• _Opdracht_:
Kun je uit de lijst hieronder de regels citeren van de regel met "Practice. Point out each instance of the asphalt" tot en met de regel met "pixel 445 630", letterlijk en zonder iets weg te laten?

• _Aangeleverd materiaal_:

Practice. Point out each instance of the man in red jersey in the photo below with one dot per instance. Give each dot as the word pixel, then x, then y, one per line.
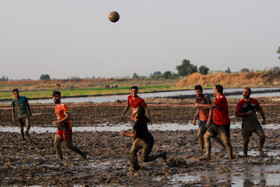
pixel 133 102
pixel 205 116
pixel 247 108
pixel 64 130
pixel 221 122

* * *

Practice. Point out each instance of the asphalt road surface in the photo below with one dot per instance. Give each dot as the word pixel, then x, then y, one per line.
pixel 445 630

• _Resultaat_:
Practice. Point out each instance of the asphalt road surface in the photo below with one dot per instance. Give each dot as the word pixel, then x, then y, one per line.
pixel 445 630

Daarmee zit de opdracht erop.